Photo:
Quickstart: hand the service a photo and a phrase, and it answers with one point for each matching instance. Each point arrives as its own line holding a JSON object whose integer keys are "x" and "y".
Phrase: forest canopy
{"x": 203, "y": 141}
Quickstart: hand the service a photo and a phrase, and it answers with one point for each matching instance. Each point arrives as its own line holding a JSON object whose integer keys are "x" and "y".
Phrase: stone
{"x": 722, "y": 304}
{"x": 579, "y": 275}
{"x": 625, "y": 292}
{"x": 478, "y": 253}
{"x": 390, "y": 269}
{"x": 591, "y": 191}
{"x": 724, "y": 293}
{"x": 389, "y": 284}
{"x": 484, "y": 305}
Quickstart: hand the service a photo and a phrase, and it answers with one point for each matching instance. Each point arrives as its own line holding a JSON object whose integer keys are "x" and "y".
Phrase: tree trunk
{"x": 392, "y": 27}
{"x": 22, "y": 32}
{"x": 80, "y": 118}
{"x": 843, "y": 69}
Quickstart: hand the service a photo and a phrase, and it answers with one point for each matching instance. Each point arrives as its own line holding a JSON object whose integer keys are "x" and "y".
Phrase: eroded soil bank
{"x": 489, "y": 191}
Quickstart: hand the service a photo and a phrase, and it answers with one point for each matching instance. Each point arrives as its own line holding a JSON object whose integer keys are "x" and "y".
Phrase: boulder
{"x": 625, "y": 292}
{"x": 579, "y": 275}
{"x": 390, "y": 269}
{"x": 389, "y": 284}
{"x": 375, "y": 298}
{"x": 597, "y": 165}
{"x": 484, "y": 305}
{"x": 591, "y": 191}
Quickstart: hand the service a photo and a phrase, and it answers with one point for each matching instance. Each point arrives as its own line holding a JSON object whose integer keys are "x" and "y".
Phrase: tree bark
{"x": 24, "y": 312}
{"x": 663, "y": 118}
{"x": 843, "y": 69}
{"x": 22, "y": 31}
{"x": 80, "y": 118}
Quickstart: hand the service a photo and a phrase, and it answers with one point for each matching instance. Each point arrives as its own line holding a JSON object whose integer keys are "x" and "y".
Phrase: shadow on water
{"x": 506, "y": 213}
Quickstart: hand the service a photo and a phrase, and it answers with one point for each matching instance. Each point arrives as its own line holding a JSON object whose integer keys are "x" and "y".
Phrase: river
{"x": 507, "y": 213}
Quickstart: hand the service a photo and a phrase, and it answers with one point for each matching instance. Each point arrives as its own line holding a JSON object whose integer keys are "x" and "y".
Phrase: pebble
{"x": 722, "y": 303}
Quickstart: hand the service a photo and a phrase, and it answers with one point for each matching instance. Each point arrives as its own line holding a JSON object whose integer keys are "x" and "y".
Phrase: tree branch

───

The task.
Pick out every line above that contains the string "tree" and copy each one. Case counts.

Completed exercise.
Phrase: tree trunk
Phrase: tree bark
Phrase: tree branch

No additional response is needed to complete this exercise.